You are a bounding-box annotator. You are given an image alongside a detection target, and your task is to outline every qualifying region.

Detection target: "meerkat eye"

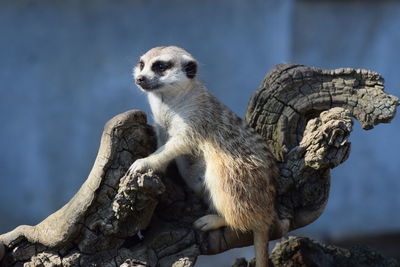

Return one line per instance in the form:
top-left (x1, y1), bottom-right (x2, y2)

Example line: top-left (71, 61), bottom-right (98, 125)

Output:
top-left (139, 60), bottom-right (144, 70)
top-left (151, 61), bottom-right (172, 73)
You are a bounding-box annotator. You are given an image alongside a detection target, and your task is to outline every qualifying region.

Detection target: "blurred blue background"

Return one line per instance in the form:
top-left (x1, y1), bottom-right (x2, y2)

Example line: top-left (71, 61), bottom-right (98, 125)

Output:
top-left (0, 0), bottom-right (400, 266)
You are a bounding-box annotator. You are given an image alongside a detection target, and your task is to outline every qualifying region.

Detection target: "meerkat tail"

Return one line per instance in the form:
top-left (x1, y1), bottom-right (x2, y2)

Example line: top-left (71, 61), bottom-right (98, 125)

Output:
top-left (253, 231), bottom-right (268, 267)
++++++++++
Problem statement = Write out the rows above word for word, from their first line through the line containing "top-left (151, 61), bottom-right (172, 73)", including both ends. Leave the pictures out of your answer.

Answer to the task =
You are a bounding-box annotator. You are given an image alongside a detection target, and your task is to outline every qualifying region.

Detection target: "meerkat eye"


Return one line per instance in the form:
top-left (x1, y1), bottom-right (x2, y2)

Example line: top-left (71, 61), bottom-right (98, 125)

Output:
top-left (139, 60), bottom-right (144, 70)
top-left (151, 61), bottom-right (172, 73)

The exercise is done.